**Referring expression data**
····················

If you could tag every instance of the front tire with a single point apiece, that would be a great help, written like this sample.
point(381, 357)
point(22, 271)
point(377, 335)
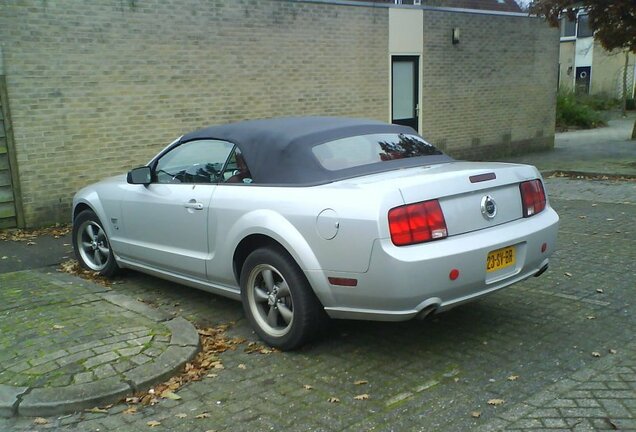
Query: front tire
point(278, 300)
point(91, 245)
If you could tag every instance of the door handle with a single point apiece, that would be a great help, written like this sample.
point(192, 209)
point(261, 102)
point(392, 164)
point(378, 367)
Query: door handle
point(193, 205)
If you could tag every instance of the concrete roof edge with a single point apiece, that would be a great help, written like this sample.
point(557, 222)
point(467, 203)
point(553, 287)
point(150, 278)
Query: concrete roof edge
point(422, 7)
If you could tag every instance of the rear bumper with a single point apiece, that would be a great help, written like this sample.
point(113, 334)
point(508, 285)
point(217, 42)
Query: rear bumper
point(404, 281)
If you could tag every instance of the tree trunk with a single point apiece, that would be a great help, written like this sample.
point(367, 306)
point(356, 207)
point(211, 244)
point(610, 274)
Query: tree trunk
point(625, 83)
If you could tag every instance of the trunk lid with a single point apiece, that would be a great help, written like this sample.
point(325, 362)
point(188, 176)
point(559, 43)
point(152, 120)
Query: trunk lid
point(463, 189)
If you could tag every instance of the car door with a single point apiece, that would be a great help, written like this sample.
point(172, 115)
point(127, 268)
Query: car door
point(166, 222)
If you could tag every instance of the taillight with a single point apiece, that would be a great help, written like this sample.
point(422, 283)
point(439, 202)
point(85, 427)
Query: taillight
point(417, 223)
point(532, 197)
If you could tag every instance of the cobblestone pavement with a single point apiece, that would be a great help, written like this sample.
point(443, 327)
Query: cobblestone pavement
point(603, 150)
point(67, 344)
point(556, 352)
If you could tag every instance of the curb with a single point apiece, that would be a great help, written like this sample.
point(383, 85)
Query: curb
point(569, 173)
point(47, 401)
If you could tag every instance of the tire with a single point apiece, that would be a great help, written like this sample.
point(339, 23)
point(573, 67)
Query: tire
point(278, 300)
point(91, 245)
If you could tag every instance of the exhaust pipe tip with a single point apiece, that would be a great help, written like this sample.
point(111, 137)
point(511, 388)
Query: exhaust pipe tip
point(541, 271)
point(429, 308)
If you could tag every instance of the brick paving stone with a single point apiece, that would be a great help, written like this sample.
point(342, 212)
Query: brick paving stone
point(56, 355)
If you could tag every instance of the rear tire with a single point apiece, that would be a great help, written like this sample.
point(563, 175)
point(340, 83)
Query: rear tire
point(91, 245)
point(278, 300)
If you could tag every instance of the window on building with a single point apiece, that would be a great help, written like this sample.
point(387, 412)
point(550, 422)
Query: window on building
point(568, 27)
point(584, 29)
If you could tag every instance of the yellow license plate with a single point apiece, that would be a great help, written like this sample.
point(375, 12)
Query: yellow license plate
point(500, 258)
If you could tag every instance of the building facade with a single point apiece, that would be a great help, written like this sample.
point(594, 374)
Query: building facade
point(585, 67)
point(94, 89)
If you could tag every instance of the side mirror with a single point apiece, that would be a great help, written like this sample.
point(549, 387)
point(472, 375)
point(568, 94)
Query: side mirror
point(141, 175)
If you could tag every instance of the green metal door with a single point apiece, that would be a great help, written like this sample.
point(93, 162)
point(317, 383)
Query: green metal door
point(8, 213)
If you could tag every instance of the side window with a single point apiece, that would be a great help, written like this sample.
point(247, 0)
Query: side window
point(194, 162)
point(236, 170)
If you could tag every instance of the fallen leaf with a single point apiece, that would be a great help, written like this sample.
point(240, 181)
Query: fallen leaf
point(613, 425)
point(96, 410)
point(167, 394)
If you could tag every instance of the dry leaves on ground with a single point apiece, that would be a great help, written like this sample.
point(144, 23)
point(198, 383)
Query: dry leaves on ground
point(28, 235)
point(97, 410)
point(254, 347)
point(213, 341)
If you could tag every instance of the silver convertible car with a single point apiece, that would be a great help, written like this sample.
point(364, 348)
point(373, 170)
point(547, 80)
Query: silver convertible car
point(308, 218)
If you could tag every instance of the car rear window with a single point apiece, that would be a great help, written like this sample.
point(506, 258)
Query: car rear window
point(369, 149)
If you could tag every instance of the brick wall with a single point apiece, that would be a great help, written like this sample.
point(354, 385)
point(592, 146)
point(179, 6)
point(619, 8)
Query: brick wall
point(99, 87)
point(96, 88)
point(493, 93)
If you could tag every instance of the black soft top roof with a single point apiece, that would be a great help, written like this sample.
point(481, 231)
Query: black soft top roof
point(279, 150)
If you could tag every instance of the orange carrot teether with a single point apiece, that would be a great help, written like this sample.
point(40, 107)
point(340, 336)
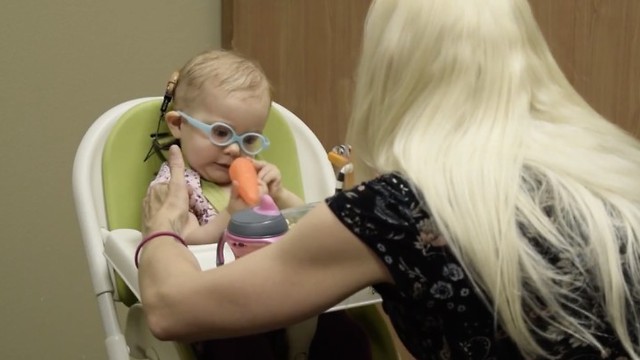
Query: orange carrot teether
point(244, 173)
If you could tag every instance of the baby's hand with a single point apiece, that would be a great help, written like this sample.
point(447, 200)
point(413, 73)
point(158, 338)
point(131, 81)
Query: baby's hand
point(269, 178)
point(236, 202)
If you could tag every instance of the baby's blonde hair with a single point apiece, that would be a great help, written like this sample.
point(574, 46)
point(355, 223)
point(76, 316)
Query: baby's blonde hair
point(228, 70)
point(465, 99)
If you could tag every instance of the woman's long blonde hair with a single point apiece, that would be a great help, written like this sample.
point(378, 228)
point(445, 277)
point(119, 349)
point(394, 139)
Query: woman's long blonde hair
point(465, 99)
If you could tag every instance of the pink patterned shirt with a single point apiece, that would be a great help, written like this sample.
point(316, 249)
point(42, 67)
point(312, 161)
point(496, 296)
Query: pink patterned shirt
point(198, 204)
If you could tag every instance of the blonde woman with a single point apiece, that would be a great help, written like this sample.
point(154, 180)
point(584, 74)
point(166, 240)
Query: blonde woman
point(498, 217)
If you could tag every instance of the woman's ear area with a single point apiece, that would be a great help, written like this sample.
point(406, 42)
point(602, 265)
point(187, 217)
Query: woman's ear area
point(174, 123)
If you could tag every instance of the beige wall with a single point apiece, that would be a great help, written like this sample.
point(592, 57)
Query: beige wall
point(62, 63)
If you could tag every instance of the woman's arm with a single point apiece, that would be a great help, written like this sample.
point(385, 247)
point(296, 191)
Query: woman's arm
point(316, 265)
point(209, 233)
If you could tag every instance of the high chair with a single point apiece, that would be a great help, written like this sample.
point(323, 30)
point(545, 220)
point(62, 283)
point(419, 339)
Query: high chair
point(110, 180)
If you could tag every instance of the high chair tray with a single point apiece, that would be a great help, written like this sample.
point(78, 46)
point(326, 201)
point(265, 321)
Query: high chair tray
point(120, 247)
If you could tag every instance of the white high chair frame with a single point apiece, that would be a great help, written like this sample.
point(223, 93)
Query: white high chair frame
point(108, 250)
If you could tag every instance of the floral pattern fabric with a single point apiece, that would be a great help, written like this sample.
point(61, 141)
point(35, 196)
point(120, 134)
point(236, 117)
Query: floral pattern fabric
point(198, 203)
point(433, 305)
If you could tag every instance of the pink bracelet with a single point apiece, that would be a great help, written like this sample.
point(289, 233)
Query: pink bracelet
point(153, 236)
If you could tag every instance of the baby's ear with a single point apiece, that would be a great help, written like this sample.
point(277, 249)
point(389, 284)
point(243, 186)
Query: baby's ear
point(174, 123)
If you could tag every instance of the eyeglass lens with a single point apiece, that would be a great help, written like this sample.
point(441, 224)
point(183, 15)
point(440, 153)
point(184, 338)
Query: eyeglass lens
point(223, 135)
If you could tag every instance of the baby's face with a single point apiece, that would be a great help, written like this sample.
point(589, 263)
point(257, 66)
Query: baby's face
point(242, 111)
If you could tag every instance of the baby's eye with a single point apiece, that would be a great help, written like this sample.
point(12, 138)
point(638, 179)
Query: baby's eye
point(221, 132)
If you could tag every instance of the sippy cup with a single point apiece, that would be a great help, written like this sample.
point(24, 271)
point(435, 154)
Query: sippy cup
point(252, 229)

····················

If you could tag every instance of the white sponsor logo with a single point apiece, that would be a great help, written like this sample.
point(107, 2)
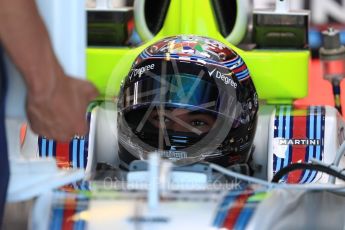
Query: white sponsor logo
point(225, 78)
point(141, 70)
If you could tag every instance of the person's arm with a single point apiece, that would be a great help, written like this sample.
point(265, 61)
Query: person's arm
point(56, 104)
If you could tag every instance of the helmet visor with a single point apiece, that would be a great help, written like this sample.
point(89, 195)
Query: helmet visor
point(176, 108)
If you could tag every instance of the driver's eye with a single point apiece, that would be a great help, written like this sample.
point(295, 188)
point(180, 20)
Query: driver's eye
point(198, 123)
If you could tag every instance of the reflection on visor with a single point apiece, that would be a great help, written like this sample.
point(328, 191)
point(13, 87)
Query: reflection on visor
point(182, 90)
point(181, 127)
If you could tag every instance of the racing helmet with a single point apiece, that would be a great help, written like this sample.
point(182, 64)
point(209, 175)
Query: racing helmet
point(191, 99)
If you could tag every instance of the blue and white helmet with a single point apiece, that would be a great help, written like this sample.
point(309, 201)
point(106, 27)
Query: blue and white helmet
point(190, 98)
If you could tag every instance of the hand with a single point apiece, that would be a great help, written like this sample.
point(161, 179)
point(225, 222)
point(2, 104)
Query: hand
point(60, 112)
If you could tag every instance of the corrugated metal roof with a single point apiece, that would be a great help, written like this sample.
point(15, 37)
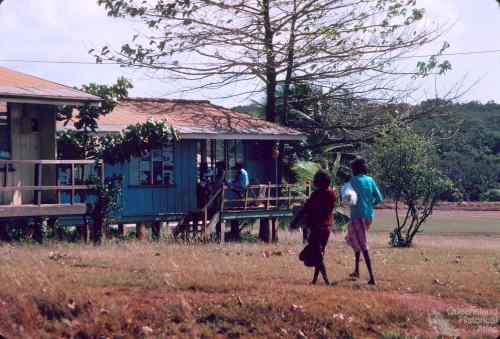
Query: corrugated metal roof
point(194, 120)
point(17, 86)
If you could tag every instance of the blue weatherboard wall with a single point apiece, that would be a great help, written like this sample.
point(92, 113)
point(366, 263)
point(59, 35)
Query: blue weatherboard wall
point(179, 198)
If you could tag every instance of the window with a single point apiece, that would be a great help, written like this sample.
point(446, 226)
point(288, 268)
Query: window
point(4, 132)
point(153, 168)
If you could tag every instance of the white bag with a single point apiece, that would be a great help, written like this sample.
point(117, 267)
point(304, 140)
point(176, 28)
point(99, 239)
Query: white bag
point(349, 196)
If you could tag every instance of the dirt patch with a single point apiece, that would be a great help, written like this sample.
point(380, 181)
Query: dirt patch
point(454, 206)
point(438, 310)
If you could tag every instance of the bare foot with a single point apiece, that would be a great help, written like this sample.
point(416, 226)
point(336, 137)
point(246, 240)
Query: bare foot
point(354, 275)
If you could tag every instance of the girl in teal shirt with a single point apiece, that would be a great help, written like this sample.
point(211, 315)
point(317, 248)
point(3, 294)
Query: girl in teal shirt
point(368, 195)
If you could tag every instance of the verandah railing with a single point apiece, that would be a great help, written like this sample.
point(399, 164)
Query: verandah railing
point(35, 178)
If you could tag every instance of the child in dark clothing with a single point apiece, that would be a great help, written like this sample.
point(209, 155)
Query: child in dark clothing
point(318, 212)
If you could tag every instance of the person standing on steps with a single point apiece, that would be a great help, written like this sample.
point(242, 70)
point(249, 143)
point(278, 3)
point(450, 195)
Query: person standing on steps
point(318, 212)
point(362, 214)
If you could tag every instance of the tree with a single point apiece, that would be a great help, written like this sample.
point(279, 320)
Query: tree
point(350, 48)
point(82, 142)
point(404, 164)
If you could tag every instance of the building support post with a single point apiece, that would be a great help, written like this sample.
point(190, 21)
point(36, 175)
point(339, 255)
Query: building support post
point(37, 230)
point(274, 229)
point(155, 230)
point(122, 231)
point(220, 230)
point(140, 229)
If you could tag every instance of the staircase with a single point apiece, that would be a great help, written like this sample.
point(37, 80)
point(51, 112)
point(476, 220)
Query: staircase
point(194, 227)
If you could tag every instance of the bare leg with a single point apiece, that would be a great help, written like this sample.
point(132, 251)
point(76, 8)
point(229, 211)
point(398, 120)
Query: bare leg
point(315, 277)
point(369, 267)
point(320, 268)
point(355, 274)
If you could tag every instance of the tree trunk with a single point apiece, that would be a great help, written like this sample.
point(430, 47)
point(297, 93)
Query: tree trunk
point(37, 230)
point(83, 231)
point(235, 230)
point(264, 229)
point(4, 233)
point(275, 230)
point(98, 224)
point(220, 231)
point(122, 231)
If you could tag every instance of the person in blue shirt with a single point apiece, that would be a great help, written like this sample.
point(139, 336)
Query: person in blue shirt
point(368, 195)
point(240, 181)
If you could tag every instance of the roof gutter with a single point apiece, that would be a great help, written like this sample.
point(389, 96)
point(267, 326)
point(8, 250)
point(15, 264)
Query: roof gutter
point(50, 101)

····················

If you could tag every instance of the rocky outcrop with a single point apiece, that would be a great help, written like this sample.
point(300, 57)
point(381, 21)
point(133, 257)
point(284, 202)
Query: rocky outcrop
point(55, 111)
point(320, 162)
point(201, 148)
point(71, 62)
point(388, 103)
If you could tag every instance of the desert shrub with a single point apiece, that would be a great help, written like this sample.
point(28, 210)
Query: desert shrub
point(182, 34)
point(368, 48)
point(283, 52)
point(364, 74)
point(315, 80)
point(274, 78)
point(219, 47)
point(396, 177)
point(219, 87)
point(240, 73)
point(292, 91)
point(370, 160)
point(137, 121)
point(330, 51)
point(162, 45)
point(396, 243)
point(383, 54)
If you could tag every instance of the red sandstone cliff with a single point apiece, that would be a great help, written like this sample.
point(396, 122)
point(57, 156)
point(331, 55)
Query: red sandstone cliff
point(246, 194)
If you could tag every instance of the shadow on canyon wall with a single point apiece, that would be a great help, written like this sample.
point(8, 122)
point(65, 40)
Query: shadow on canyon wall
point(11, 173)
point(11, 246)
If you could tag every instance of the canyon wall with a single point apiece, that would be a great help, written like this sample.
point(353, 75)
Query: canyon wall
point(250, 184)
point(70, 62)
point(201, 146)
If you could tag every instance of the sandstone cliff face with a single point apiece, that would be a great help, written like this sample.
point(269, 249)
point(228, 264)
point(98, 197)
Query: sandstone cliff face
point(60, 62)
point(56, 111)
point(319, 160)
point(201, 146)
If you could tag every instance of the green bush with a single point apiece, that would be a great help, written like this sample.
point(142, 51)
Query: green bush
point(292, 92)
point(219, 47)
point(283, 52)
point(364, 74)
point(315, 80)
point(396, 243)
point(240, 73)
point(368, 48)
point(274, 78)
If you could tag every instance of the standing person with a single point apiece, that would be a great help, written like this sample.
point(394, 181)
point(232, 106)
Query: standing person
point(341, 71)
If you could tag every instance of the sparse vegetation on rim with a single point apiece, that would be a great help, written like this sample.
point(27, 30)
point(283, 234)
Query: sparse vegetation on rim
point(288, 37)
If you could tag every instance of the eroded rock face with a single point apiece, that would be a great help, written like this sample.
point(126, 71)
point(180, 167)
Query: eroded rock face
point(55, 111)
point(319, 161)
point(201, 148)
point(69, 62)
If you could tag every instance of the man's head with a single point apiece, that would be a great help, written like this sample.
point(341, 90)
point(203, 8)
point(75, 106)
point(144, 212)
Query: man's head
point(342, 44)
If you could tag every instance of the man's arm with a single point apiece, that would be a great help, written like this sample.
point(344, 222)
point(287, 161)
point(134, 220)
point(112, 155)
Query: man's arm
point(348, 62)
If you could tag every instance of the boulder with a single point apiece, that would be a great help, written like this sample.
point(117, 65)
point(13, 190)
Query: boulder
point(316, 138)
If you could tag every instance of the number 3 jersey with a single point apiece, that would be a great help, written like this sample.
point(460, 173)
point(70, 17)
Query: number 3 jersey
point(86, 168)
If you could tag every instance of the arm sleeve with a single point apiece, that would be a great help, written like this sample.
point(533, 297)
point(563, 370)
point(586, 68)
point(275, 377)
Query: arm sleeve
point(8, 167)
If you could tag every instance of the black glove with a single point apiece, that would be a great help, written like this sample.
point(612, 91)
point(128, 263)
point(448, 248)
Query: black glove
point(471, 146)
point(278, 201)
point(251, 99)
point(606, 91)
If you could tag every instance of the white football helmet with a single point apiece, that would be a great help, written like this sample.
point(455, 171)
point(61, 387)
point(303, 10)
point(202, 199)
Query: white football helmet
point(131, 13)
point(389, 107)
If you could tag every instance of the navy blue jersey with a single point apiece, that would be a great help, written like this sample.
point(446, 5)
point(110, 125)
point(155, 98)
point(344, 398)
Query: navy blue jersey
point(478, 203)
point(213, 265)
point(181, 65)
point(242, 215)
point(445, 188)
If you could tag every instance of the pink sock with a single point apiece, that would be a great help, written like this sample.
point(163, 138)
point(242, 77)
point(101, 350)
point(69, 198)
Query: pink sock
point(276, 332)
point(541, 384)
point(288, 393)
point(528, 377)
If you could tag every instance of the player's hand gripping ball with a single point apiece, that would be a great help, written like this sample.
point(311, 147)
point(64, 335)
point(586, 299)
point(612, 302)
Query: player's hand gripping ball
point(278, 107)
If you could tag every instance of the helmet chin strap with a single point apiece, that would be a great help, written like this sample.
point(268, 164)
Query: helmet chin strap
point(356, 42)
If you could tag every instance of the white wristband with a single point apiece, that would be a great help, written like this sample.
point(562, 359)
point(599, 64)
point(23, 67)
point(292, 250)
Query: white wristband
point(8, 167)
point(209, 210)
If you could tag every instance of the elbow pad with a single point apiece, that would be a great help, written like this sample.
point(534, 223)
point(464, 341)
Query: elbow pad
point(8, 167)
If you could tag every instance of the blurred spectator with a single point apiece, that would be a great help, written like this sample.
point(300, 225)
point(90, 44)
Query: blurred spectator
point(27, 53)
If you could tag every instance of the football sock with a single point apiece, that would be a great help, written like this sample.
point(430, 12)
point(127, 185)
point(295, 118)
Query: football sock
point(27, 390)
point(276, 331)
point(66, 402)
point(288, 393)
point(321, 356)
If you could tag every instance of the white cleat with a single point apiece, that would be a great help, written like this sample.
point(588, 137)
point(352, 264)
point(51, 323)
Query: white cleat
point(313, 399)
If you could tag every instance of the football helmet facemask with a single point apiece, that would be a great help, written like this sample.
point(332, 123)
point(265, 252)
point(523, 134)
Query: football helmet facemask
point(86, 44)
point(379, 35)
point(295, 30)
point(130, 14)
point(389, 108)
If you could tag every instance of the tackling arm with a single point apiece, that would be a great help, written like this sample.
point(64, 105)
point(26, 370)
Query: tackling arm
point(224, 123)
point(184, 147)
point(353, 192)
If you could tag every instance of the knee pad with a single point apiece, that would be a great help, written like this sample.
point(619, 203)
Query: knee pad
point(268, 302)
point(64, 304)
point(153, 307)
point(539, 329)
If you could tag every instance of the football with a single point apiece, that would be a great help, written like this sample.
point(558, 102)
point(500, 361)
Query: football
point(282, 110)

····················

Retype only the stretch of lines above starting at the one with "Query: car rear window" and stopping at the one with "point(481, 231)", exactly as written, with both kept.

**SOLUTION TO THIS TASK**
Query: car rear window
point(369, 149)
If you could tag every instance of the brick wall with a single point apiece, that would be a great help, written like this sample.
point(354, 385)
point(592, 146)
point(179, 6)
point(619, 8)
Query: brick wall
point(99, 87)
point(96, 88)
point(493, 93)
If you could tag every instance of the black soft top roof with a single point apiece, that would be a great help, written like this sample.
point(481, 231)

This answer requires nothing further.